Can the data below be echoed back word for word?

● AVAILABLE RECORDS:
== == ==
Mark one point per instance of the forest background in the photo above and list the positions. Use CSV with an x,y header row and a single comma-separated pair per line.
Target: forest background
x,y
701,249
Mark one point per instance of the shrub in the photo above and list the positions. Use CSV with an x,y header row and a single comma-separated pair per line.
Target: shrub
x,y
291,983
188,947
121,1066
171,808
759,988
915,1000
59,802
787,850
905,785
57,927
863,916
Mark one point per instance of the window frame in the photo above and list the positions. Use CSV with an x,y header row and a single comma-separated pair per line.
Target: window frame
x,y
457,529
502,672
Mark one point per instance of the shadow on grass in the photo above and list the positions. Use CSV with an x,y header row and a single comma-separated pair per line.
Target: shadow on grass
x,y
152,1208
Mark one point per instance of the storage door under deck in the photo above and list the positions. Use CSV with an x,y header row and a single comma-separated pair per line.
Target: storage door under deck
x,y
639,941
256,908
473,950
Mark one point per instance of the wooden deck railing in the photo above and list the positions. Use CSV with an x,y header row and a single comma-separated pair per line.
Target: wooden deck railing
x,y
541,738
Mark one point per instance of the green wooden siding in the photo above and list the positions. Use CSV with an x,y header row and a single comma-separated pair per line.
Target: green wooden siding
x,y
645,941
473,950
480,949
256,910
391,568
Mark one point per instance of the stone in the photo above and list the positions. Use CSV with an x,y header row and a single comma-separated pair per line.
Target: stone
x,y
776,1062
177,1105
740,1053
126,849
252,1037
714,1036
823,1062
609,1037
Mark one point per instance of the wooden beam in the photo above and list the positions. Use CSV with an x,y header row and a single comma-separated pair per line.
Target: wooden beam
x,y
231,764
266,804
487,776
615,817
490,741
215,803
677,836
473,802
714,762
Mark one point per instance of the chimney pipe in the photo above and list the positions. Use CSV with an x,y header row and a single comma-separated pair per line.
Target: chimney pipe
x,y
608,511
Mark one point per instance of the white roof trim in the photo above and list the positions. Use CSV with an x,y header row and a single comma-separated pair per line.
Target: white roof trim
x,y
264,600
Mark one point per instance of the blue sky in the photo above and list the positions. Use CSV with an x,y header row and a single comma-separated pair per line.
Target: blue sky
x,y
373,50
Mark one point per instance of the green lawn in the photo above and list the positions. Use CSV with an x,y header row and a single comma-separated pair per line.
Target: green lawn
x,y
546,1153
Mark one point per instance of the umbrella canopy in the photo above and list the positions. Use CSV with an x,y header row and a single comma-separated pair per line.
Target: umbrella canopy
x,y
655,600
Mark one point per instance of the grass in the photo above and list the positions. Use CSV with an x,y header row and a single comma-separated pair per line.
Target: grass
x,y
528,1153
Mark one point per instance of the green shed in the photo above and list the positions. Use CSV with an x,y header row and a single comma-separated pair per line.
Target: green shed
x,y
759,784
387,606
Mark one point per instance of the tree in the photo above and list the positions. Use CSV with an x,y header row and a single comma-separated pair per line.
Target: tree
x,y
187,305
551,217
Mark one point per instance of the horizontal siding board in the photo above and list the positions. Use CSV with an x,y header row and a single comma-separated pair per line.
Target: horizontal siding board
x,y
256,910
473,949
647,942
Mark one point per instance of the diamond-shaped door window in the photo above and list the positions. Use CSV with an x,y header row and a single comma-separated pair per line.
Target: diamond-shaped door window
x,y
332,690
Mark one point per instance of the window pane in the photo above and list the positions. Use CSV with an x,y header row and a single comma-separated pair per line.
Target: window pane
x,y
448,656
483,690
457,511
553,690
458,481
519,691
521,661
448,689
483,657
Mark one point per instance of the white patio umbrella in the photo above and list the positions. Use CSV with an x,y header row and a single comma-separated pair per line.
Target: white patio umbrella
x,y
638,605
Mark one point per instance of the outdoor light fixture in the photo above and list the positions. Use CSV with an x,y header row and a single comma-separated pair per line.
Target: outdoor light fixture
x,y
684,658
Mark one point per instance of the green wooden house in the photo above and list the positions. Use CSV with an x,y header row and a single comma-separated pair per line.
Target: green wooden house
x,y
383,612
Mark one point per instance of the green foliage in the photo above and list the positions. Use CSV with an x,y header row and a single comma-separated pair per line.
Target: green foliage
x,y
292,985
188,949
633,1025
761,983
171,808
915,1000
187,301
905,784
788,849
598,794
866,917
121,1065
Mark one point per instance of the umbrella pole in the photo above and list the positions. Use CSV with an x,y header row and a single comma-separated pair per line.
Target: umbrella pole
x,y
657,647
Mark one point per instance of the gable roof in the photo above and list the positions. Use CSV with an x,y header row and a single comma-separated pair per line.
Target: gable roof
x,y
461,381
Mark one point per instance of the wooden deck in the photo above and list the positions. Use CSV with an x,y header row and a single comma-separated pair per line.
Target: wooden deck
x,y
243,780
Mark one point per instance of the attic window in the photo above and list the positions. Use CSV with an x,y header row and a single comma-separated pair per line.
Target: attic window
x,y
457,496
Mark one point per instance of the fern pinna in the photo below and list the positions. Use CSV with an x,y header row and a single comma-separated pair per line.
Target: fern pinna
== == ==
● REPLY:
Mark one point per instance of the forest background in the photo above and list the positions. Use CSV with an x,y header row and a single comma-separated pair per line.
Target: forest background
x,y
701,249
Mark one point per instance of the shrub in the photo above and list the positions. Use CSV with an x,y header row and a single comma-separated pair per line.
Target: shrub
x,y
291,983
188,947
121,1066
171,808
759,988
915,1000
59,802
787,850
905,785
57,927
863,916
Mark one point per instance of the window frame in the photo above and list the positions. Use CSV with an x,y header row and a single comma-separated pair per line.
Target: window frame
x,y
457,529
502,672
Mark one point per instance of the shadow on grass in the photo above and list the positions. Use CSV with an x,y header row and a single comma-separated pair per line.
Target: shadow on grass
x,y
152,1208
Mark one point per instance of the storage door under deck in the photo above and list the positions. Use CSV with an x,y header row and a single comma-separated pair per line.
Target: storage door under deck
x,y
639,941
256,908
473,950
Mark one point per instance of the wooden deck railing in the photo above and list the positions. Use CSV with an x,y header row and a single comma-separated pair per line.
Target: wooden deck railing
x,y
541,738
Mark one point per instance of the green wooden siding in the photo above and list the positions. Use CSV with an x,y header row and a single comma-separated pair per line.
Target: green wooden siding
x,y
645,941
473,950
480,949
256,910
391,568
Mark one point per instance of the stone in the photo above and list the positions. Use CSV with an x,y header row and a single comma-separated pair per line.
Target: stone
x,y
776,1062
177,1105
740,1053
126,849
252,1037
714,1036
823,1062
609,1037
Mark one point per instance of the wooden beam in the photo above and list the positions. Use CSV with an x,y header row and a single comma-separated pair per line.
Target: wooden beam
x,y
231,764
266,804
487,776
615,817
490,741
215,803
677,836
473,802
714,762
Mark one point per instance of the chimney pipe in the photo above and list the positions. Use CSV with an x,y header row and a single comma-separated pair per line.
Target: chimney pipe
x,y
608,511
Mark one point per instance of the white roof trim in the photo above and list the positions. Use CSV with an x,y header row and a single comma-separated pair per line.
Target: white roof trim
x,y
264,600
Mark one point per instance of the blue sky in the photo above and list the positions. Use CSV with an x,y header row and a single comma-separated pair per line.
Target: blue sky
x,y
373,50
Mark one point per instance of the green lawn in the photo above and list the positions. Use CSV with an x,y header row and a single comma-separated pair per line.
Target: green lawn
x,y
546,1153
Mark one point per instance of the umbrella canopy in the photo above and list the positions. Use CSV with an x,y header row and a single comma-separated pair per line.
Target: umbrella canopy
x,y
655,600
Mark one point per instance of the grass in the photo above and list the positions. Use CSV with an x,y header row and a single comma-separated pair per line.
Target: grass
x,y
528,1153
Mark one point per instance of the green shed in the photo above and list the positions. Use CSV with an x,y header row and a single comma-separated pair per line.
Target: green shed
x,y
759,784
387,606
Mark one point per instance of the tree in the photo above and list the positions. Use CSV with an x,y header row and a single comma-separated pair per line.
Target: tree
x,y
187,305
551,217
Mark one point per instance of the horizontal siding board in the photo above and list the positions. Use CSV with an x,y header row and a single comma-separated pair per line.
Target: horizontal siding board
x,y
256,910
473,949
647,942
Mark one point per instance of the diamond-shaped door window in the photo above and list the positions. Use CSV with an x,y header row and a single comma-separated pair per line.
Target: diamond-shaped door window
x,y
332,690
Mark one point per instance of the window pane in the photo above and list the positions. Use CSV with an x,y header row and a single comma-separated pair per line.
Target: window pane
x,y
448,656
483,690
457,511
553,690
458,481
519,691
521,661
448,689
483,657
Mark one point per instance of the white patio umbrella in the photo above and list the positions. Use CSV with an x,y header row and a single comma-separated pair per line.
Target: white patio umbrella
x,y
638,605
Mark one point per instance of the outdoor light fixture in the photo above and list the positions. Use CSV with an x,y header row and a single comma-separated pair per line.
Target: outdoor light fixture
x,y
684,658
Mark one point per instance of the green wooden house in the photo above and list the positions. Use CSV with an x,y header row and a single comma-separated pair per line.
Target: green wooden house
x,y
383,612
Mark one point per instance of the green foliage in the photo above and list the positions. Use CSV with an x,y header row and a single comma-separated pair per line.
Target: green foliage
x,y
292,985
188,949
633,1025
761,983
171,808
915,1000
187,301
905,784
788,849
598,794
866,917
121,1065
Mark one point per instance of the umbrella pole in the photo above and list the positions. Use CSV with an x,y header row and a single comma-separated pair per line.
Target: umbrella pole
x,y
657,647
Mark one point per instance of the gable roof in the photo above and list the positions. Use CSV with an x,y header row and a single comma-separated pair per line.
Target: gable roof
x,y
461,381
Mark one point per instance of the wooden deck in the photo above and list the positions. Use CSV with an x,y header row and a single comma-separated pair per line.
Target: wooden deck
x,y
243,780
Mark one point per instance of the attic window in the photo above and list the positions. Use CSV with an x,y header row and a single comma-separated pair per line.
Target: attic window
x,y
457,496
Mark one point per instance of the fern pinna in the photo below and list the positions. Use CSV with an x,y header row and a single comma-separated pair per line.
Target: fern pinna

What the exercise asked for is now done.